Stored dataset items:
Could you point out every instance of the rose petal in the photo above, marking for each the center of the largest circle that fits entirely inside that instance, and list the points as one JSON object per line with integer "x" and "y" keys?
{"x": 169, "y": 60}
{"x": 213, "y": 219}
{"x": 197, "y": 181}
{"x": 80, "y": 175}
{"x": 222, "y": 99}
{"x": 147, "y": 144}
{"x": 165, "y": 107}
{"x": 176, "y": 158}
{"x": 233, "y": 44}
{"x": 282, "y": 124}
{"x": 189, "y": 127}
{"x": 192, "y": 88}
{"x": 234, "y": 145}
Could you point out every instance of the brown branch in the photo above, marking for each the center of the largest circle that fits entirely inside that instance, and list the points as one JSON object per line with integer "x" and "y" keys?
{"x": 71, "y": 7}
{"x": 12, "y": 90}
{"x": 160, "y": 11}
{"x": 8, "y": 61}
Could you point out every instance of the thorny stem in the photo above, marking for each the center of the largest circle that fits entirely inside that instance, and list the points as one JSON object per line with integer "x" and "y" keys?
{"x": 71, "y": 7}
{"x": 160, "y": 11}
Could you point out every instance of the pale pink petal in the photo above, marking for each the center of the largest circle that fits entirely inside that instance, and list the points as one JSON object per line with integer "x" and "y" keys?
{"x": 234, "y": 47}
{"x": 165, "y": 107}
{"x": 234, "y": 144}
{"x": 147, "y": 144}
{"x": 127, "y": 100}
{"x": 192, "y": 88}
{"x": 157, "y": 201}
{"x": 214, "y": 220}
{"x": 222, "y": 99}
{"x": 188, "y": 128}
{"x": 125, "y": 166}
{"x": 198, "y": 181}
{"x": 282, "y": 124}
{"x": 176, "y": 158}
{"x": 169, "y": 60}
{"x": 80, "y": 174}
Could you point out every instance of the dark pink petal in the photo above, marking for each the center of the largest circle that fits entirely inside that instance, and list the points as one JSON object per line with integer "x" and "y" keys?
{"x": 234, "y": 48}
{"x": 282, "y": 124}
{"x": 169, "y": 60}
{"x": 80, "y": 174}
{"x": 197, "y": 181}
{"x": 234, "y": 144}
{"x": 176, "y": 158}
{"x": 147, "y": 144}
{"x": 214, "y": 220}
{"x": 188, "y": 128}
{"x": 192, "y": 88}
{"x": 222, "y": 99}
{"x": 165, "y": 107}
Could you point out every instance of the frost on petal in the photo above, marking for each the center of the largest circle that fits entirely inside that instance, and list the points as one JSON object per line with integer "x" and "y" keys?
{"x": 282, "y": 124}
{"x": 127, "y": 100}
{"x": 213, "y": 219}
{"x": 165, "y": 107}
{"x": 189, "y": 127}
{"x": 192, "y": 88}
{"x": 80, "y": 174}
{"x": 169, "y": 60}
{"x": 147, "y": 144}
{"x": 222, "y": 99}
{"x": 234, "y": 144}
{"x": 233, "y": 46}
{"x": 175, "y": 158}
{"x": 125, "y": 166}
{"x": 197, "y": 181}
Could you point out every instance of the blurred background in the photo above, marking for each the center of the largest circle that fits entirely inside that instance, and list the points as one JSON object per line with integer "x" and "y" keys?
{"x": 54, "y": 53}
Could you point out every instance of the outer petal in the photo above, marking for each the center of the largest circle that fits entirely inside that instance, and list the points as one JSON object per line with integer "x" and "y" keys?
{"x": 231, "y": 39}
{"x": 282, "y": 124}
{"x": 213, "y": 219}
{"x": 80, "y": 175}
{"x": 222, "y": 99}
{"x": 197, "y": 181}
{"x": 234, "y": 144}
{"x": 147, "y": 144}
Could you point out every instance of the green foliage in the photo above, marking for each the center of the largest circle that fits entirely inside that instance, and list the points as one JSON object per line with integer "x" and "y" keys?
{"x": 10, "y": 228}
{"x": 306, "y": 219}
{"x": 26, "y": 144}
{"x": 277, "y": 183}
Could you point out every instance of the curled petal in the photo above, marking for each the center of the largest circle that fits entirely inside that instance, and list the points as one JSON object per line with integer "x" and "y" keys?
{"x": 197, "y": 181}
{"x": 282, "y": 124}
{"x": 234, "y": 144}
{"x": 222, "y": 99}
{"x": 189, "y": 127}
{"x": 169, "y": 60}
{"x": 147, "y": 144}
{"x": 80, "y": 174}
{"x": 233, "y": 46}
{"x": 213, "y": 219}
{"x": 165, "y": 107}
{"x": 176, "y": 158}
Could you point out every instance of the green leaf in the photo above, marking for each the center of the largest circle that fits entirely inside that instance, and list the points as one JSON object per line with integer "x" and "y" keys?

- [GIVEN EXERCISE] Please print all of the data above word for word, with no changes.

- [TASK SOLUTION]
Could you point out every instance of the rose petal in the photo above, marking for each the center of the largest circle that fits entirely inside that instance, and list the points as one JSON object per line with integer "x" and "y" keys?
{"x": 169, "y": 60}
{"x": 213, "y": 219}
{"x": 197, "y": 181}
{"x": 80, "y": 175}
{"x": 222, "y": 99}
{"x": 147, "y": 144}
{"x": 165, "y": 107}
{"x": 176, "y": 158}
{"x": 233, "y": 44}
{"x": 282, "y": 124}
{"x": 189, "y": 127}
{"x": 192, "y": 88}
{"x": 234, "y": 145}
Could you point out every instance of the brown branch in the photo above, marking for each the center of the largest circle that fits entirely inside that instance, and list the points as one JSON object per line with integer "x" and "y" keys?
{"x": 71, "y": 7}
{"x": 12, "y": 90}
{"x": 160, "y": 11}
{"x": 8, "y": 61}
Could you point out every instance of the thorny stem in the photo above, marking for each the center of the largest circle that fits entirely inside that instance, and list the points as one JSON object per line with integer "x" and "y" keys?
{"x": 71, "y": 7}
{"x": 160, "y": 11}
Could you point out every instance of the pale pink petal in the photo above, marking for each the center of the largest circle that fits entirely inside that instance, and list the points as one JSON object per line with integer "x" and "y" keys?
{"x": 234, "y": 47}
{"x": 165, "y": 107}
{"x": 234, "y": 144}
{"x": 147, "y": 144}
{"x": 127, "y": 100}
{"x": 192, "y": 88}
{"x": 157, "y": 201}
{"x": 214, "y": 220}
{"x": 222, "y": 99}
{"x": 188, "y": 128}
{"x": 125, "y": 166}
{"x": 198, "y": 181}
{"x": 282, "y": 124}
{"x": 176, "y": 158}
{"x": 169, "y": 60}
{"x": 80, "y": 174}
Could you point out every instance of the dark pink petal in the photo above, marking for each the center of the largest circle that fits entirely inside that instance, and list the points as one JSON object per line with integer "x" and "y" keys?
{"x": 234, "y": 48}
{"x": 282, "y": 124}
{"x": 169, "y": 60}
{"x": 80, "y": 174}
{"x": 197, "y": 181}
{"x": 234, "y": 144}
{"x": 176, "y": 158}
{"x": 147, "y": 144}
{"x": 214, "y": 220}
{"x": 188, "y": 128}
{"x": 192, "y": 88}
{"x": 222, "y": 99}
{"x": 165, "y": 107}
Could you point out every instance of the frost on petal in the photo above, marking for each the center of the largest circle that fits entirely inside that instance, and list the points as one JSON object per line with integer "x" and "y" keys?
{"x": 282, "y": 124}
{"x": 127, "y": 100}
{"x": 213, "y": 219}
{"x": 165, "y": 107}
{"x": 189, "y": 127}
{"x": 192, "y": 88}
{"x": 80, "y": 174}
{"x": 169, "y": 60}
{"x": 147, "y": 144}
{"x": 222, "y": 99}
{"x": 234, "y": 144}
{"x": 233, "y": 46}
{"x": 175, "y": 158}
{"x": 125, "y": 166}
{"x": 197, "y": 181}
Could you point out every instance of the blurred background in the photo above, marking for each the center of the largest circle that fits entirely inside that instance, and list the points as one JSON object per line with integer "x" and "y" keys?
{"x": 54, "y": 53}
Could you point out every instance of the outer petal in the photo above, marking for each the center of the largest circle that fits entirely inside that instance, and list the points as one JSON object per line with integer "x" and "y" keys?
{"x": 231, "y": 39}
{"x": 282, "y": 124}
{"x": 213, "y": 219}
{"x": 80, "y": 175}
{"x": 222, "y": 99}
{"x": 197, "y": 181}
{"x": 234, "y": 144}
{"x": 147, "y": 144}
Could you point out every instance of the green foliage in the photo above, marking for each the center of the largest circle that fits entirely inside that instance, and list the points as one JSON object per line with integer "x" and "y" keys?
{"x": 10, "y": 228}
{"x": 306, "y": 219}
{"x": 26, "y": 144}
{"x": 277, "y": 183}
Could you point out every instance of the curled petal in the photo above, marking for each the center of the largest circle that fits entirely inside that instance, and list the points as one JSON object per line with integer "x" and "y" keys?
{"x": 197, "y": 181}
{"x": 282, "y": 124}
{"x": 234, "y": 144}
{"x": 222, "y": 99}
{"x": 189, "y": 127}
{"x": 169, "y": 60}
{"x": 147, "y": 144}
{"x": 80, "y": 174}
{"x": 233, "y": 46}
{"x": 213, "y": 219}
{"x": 165, "y": 107}
{"x": 176, "y": 158}
Could you point out every instance of the green leaf in the photo above, marking for each the center of the largest circle that fits entirely inside that instance, and list the points as one JSON object per line with integer "x" and "y" keys?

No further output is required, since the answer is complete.